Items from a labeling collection
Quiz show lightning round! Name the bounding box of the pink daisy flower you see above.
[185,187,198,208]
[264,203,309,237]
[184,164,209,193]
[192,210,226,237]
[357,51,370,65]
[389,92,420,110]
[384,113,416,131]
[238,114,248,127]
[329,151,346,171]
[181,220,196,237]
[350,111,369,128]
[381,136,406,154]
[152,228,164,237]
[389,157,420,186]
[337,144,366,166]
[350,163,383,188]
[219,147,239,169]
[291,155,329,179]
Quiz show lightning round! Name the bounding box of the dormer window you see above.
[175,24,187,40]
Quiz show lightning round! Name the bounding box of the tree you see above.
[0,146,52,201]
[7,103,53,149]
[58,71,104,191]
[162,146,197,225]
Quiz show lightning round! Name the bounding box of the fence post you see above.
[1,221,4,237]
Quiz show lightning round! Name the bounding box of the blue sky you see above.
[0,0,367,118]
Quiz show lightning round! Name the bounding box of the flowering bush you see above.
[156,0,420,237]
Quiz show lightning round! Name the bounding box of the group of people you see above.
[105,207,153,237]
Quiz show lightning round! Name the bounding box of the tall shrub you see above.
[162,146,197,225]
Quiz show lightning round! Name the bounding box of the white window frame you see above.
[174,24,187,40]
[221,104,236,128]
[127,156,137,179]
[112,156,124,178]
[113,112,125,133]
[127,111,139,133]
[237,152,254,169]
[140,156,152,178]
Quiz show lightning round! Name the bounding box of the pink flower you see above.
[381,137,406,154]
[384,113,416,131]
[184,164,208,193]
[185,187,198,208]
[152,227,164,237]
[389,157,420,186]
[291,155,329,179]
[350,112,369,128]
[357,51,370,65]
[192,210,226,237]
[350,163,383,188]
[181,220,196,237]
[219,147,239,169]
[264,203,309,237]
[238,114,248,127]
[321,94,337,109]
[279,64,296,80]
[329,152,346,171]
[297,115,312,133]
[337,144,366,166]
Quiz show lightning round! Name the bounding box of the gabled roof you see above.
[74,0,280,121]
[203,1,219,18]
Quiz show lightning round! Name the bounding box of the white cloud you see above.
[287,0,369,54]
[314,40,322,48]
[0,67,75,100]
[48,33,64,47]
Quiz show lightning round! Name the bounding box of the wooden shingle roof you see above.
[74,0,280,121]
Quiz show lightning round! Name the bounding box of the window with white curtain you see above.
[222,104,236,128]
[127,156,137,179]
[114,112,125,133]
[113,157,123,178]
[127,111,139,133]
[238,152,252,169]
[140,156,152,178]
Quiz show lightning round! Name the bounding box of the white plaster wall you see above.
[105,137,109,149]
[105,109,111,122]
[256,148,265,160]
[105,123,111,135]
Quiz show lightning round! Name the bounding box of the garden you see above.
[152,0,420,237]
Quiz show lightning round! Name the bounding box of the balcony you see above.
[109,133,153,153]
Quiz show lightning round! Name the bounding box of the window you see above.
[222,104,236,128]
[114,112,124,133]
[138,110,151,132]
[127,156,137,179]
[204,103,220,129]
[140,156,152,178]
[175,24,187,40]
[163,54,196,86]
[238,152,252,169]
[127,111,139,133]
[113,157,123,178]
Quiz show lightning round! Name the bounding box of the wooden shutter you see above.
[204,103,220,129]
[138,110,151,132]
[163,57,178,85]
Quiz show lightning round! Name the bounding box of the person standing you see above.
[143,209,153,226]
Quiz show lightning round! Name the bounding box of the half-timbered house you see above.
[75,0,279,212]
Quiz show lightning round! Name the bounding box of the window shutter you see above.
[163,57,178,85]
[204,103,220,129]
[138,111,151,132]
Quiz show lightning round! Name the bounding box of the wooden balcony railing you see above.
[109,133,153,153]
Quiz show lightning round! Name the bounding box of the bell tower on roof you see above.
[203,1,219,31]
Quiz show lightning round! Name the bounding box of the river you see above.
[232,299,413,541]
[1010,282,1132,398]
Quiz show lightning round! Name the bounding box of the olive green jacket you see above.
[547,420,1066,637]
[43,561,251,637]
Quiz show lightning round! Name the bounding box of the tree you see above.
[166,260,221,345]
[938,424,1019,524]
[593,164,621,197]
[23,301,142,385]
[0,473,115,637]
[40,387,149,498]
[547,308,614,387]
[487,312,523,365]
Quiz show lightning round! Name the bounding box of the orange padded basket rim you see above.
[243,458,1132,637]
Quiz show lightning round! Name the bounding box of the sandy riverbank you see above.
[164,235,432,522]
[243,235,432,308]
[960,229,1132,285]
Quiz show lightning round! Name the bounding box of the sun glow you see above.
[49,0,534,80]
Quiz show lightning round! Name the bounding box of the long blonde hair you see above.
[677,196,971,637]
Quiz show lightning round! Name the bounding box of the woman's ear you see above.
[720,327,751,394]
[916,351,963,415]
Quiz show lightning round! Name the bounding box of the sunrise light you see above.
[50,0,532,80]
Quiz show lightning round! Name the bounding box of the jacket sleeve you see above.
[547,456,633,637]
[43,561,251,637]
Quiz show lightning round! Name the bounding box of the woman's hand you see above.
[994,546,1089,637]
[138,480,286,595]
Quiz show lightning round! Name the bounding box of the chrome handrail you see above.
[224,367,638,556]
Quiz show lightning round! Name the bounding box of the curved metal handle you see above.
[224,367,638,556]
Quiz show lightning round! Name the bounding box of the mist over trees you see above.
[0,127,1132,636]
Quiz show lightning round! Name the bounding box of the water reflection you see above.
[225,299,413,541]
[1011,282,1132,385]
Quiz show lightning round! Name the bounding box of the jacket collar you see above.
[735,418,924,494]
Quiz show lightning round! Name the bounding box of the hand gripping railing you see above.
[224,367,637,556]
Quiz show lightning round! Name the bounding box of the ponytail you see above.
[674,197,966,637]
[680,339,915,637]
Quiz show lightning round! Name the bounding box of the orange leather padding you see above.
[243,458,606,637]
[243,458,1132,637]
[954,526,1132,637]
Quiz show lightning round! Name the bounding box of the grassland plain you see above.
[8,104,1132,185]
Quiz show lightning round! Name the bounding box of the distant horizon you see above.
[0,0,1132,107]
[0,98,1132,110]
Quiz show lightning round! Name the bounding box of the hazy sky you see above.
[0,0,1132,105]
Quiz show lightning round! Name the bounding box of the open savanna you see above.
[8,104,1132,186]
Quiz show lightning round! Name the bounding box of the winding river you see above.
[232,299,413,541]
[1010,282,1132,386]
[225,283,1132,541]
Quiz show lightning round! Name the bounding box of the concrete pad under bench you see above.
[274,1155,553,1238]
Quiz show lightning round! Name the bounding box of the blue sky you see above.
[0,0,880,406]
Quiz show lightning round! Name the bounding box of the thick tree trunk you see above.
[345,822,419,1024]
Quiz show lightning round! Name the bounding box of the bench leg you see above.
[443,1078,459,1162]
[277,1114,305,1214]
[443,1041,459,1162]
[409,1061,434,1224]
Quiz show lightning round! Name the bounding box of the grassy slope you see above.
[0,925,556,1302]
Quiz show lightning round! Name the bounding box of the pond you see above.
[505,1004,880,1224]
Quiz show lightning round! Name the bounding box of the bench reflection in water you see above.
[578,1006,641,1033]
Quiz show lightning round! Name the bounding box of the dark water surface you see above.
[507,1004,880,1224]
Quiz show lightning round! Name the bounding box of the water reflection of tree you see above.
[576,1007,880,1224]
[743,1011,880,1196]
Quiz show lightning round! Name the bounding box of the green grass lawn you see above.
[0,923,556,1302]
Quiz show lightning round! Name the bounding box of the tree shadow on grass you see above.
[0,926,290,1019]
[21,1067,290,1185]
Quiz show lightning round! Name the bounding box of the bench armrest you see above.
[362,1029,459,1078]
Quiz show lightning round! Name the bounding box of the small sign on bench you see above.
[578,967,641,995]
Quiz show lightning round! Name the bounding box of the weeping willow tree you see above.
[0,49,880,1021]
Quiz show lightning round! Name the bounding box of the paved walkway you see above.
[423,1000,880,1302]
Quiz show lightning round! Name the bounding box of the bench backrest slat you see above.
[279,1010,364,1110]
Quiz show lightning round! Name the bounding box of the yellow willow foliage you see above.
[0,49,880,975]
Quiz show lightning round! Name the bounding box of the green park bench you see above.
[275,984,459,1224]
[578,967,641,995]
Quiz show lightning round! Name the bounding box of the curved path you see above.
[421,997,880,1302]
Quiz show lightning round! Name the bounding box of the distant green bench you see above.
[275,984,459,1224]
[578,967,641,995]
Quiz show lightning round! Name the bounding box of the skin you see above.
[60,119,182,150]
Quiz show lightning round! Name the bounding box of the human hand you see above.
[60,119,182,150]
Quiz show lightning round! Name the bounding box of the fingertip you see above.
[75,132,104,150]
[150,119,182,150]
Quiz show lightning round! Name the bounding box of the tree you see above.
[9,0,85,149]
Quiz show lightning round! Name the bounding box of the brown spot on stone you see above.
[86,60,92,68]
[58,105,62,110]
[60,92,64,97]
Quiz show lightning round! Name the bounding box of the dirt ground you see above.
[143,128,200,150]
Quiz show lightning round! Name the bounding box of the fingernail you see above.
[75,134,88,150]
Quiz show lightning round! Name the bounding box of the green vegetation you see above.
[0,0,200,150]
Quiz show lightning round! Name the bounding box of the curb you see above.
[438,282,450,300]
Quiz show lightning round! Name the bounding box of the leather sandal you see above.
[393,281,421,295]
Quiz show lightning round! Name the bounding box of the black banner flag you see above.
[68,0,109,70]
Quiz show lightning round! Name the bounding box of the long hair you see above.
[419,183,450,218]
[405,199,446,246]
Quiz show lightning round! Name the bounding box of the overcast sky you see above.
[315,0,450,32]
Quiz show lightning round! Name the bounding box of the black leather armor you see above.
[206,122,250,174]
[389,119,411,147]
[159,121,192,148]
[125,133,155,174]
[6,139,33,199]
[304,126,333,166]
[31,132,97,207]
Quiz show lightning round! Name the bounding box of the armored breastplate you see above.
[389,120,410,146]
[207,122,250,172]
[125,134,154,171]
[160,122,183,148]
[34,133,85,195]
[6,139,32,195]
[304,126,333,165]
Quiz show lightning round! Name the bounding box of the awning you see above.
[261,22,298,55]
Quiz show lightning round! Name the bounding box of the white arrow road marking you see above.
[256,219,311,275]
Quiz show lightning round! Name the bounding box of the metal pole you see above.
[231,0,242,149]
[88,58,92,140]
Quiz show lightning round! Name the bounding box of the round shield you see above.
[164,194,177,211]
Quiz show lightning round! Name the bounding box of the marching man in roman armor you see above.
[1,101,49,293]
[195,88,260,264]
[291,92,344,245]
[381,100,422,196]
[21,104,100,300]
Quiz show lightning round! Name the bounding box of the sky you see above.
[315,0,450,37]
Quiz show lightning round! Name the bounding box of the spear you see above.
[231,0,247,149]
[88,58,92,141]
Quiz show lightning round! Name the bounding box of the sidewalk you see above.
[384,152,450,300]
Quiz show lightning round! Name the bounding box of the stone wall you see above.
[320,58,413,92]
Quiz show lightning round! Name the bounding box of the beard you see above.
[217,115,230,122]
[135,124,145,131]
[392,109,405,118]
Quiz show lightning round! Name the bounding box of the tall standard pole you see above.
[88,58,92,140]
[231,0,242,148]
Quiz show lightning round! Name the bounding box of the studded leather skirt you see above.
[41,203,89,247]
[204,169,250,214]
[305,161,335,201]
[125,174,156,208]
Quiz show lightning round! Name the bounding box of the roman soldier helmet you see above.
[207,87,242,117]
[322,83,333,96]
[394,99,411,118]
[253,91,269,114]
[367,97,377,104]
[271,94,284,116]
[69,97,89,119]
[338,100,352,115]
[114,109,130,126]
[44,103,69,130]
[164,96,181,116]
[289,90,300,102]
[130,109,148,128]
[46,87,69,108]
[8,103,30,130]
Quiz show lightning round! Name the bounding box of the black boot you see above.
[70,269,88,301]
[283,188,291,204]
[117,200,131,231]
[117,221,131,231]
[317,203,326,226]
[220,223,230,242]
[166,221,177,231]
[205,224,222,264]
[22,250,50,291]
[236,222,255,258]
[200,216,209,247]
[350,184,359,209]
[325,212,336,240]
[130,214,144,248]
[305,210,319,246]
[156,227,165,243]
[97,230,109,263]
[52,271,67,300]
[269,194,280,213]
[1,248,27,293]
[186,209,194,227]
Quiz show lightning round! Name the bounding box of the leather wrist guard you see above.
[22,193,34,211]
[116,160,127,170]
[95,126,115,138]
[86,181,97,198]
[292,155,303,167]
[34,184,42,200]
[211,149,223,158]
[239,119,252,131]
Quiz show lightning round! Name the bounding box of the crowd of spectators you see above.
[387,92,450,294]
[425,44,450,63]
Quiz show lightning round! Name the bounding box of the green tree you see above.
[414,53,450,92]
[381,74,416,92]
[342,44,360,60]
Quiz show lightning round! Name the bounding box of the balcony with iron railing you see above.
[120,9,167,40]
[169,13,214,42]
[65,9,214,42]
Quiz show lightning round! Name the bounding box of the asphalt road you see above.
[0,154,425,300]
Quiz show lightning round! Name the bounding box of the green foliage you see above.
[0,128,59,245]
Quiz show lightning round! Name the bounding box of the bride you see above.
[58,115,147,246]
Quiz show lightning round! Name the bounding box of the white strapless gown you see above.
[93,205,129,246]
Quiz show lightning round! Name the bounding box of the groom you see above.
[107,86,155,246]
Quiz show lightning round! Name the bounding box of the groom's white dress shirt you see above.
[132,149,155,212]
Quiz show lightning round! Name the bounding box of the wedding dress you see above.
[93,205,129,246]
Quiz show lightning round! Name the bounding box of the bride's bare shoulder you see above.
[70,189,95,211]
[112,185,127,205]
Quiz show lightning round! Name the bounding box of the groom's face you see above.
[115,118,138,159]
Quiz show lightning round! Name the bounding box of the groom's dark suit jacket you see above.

PROBLEM DESCRIPTION> Format the items from the line containing "Quiz show lightning round! Name the bounding box of the overcast" through the line containing "[231,0,242,148]", both lines included, as a Markdown table with the columns Row and Item line. Number each row and omit blank lines.

SOLVED PROBLEM>
| Row | Item line |
|---|---|
| 1 | Quiz show lightning round! Name the bounding box of the overcast sky you see above. |
| 2 | [315,0,450,32] |
| 3 | Quiz show lightning round! Name the bounding box of the black leather armor you see above. |
| 4 | [206,122,250,174] |
| 5 | [389,119,411,147] |
| 6 | [159,121,192,148] |
| 7 | [125,133,155,174] |
| 8 | [6,139,33,199] |
| 9 | [304,126,333,166] |
| 10 | [31,132,97,207] |
| 11 | Quiz show lightning round! Name the bounding box of the armored breastplate you see above. |
| 12 | [389,120,410,146] |
| 13 | [207,122,250,172] |
| 14 | [125,134,154,171] |
| 15 | [160,122,183,148] |
| 16 | [34,133,85,195] |
| 17 | [6,139,32,195] |
| 18 | [304,126,333,165] |
| 19 | Quiz show lightning round! Name the bounding box of the awning you see above. |
| 20 | [261,22,298,55] |
| 21 | Quiz show lightning round! Name the bounding box of the white arrow road marking you see above. |
| 22 | [256,219,311,275] |
| 23 | Quiz show lightning round! Name the bounding box of the metal pole you see above. |
| 24 | [231,0,242,149] |
| 25 | [88,58,92,140] |
| 26 | Quiz show lightning round! Name the bounding box of the round shield you see above. |
| 27 | [164,194,177,211] |
| 28 | Quiz show lightning round! Name the bounding box of the marching man in roman armor you see above. |
| 29 | [1,101,49,293] |
| 30 | [195,88,260,264] |
| 31 | [291,92,344,245] |
| 32 | [381,100,422,196] |
| 33 | [21,104,100,300] |
| 34 | Quiz show lightning round! Name the bounding box of the sky you see above. |
| 35 | [315,0,450,37] |
| 36 | Quiz show lightning round! Name the bounding box of the spear you see above. |
| 37 | [231,0,247,149] |
| 38 | [88,58,92,141] |
| 39 | Quiz show lightning round! Name the bounding box of the sidewalk you see above. |
| 40 | [384,152,450,300] |
| 41 | Quiz show lightning round! Name the bounding box of the stone wall you see above. |
| 42 | [320,58,413,92] |
| 43 | Quiz show lightning round! Name the bounding box of the beard you see above. |
| 44 | [217,115,230,122] |
| 45 | [135,124,145,131] |
| 46 | [392,109,405,118] |
| 47 | Quiz show lightning round! Name the bounding box of the tall standard pole you see above. |
| 48 | [88,58,92,140] |
| 49 | [231,0,242,148] |